▸ **Request 1**
Write out the whole credit agreement passage word for word.

▸ **Document passage**
▼▼▼
6.18 Use of Proceeds. The Borrower shall use the proceeds of the Term Loans for (a) the repayment in full of the loans and other obligations under the Prior Credit Agreement on the Closing Date, (b) the payment of transaction fees and expenses and (c) for working capital for exploration and production operations, and (d) other general corporate purposes (including the repurchase of stock to the extent permitted by Section 7.4(A)). If requested by the Administrative Agent (at the written direction of the Required Lenders), the Borrower shall furnish to the Administrative Agent and each Lender a statement that neither it nor any Person acting on its behalf has taken any action that might cause any of the Loan Documents to violate Regulations T, U or X or any other regulation of the Board or to violate Section 7 of the Securities Exchange Act of 1934 or any rule or regulation thereunder in conformity with the requirements of FR Form U-1 or such other form referred to in Regulation U, Regulation T or Regulation X of the Board, as the case may be.
6.19 Compliance with Anti-Corruption Laws and Sanctions. The Parent and the Borrower shall maintain in effect and enforce policies and procedures designed to ensure compliance by the Parent, the Borrower, their respective Subsidiaries and their respective directors, officers, employees and agents with Anti-Corruption Laws and applicable Sanctions.
▲▲▲
▸ **Request 2**
Show every line of the records below that contains the string "stone".

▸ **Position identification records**
▼▼▼
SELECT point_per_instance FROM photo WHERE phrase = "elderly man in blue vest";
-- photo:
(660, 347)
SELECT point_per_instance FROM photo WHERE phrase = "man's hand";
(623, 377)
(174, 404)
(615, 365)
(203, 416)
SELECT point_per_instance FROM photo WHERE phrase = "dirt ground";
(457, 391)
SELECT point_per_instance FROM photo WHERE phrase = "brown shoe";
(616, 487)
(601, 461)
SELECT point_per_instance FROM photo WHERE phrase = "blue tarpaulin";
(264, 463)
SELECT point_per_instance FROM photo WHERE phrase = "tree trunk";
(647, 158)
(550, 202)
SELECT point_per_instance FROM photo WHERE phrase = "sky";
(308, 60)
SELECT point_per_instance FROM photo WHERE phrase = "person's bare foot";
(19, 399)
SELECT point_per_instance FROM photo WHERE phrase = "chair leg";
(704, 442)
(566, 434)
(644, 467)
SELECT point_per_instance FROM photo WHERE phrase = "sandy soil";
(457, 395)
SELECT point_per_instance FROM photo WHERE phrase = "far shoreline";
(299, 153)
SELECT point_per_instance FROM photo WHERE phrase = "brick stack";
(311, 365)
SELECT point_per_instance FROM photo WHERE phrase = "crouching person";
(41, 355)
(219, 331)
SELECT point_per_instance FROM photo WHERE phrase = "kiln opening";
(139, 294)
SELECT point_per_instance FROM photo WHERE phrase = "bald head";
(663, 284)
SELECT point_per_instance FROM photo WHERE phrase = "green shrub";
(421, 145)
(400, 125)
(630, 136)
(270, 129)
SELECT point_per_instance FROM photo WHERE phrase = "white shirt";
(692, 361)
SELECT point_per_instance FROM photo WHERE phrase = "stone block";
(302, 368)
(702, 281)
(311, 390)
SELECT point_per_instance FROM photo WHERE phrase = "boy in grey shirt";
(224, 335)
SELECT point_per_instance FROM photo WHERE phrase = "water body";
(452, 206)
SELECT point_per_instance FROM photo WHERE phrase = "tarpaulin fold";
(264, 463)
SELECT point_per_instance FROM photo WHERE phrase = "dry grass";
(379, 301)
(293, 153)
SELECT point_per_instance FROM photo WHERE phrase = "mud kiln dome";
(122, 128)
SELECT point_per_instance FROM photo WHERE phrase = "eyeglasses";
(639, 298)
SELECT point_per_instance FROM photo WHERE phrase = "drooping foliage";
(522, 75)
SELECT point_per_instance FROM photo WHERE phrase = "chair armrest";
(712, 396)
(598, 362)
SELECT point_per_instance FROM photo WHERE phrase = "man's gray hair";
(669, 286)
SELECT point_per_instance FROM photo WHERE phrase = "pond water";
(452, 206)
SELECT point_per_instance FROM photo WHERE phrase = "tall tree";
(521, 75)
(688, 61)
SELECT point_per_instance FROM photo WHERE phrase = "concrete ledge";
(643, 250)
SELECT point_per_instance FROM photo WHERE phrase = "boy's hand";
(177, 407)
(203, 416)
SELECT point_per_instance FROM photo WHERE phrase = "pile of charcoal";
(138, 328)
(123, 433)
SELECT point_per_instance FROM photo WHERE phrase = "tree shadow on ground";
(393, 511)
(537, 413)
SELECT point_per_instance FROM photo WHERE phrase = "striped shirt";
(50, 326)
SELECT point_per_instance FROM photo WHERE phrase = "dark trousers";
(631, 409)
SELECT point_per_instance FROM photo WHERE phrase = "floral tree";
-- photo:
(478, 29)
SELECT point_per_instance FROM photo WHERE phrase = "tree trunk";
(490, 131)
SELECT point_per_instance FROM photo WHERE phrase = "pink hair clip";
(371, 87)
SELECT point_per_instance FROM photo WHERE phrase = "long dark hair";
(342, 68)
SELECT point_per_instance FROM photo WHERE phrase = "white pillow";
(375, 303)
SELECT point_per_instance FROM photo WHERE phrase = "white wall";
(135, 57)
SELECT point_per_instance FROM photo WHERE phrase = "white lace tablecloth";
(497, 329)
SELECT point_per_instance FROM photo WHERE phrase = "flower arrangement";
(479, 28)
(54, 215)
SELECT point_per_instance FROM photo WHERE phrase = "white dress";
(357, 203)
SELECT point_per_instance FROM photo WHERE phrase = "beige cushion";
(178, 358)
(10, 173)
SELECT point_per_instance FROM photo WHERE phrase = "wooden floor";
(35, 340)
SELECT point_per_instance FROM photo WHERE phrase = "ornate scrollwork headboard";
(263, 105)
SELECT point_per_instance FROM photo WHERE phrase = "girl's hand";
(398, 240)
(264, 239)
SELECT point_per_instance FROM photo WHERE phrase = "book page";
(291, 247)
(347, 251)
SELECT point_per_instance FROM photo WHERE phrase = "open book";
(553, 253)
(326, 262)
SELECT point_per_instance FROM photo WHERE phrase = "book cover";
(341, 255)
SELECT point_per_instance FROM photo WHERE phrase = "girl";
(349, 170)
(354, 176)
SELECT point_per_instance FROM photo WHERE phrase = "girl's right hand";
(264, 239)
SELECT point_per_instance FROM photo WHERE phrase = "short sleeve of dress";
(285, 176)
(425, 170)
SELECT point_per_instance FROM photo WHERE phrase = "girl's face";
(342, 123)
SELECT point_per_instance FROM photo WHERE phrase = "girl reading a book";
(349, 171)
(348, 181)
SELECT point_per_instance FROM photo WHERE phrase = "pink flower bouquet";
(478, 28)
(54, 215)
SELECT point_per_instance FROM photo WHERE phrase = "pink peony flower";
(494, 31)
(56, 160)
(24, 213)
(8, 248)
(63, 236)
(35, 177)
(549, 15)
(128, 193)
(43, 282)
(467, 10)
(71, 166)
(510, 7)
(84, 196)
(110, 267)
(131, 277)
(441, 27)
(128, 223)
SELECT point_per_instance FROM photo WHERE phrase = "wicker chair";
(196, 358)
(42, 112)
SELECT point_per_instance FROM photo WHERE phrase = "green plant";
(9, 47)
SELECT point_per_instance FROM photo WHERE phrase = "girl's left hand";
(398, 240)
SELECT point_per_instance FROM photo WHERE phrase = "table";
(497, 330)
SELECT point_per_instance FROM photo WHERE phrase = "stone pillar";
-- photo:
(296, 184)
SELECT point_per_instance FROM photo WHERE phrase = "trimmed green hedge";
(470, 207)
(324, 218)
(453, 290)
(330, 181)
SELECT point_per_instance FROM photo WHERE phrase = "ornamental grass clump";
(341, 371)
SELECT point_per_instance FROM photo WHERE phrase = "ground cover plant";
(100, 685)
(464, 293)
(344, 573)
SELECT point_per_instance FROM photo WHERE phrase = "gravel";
▲▲▲
▸ **Exercise response 1**
6.18 Use of Proceeds. The Borrower shall use the proceeds of the Term Loans for (a) the repayment in full of the loans and other obligations under the Prior Credit Agreement on the Closing Date, (b) the payment of transaction fees and expenses and (c) for working capital for exploration and production operations, and (d) other general corporate purposes (including the repurchase of stock to the extent permitted by Section 7.4(A)). If requested by the Administrative Agent (at the written direction of the Required Lenders), the Borrower shall furnish to the Administrative Agent and each Lender a statement that neither it nor any Person acting on its behalf has taken any action that might cause any of the Loan Documents to violate Regulations T, U or X or any other regulation of the Board or to violate Section 7 of the Securities Exchange Act of 1934 or any rule or regulation thereunder in conformity with the requirements of FR Form U-1 or such other form referred to in Regulation U, Regulation T or Regulation X of the Board, as the case may be.
6.19 Compliance with Anti-Corruption Laws and Sanctions. The Parent and the Borrower shall maintain in effect and enforce policies and procedures designed to ensure compliance by the Parent, the Borrower, their respective Subsidiaries and their respective directors, officers, employees and agents with Anti-Corruption Laws and applicable Sanctions.

▸ **Exercise response 2**
SELECT point_per_instance FROM photo WHERE phrase = "stone block";
SELECT point_per_instance FROM photo WHERE phrase = "stone pillar";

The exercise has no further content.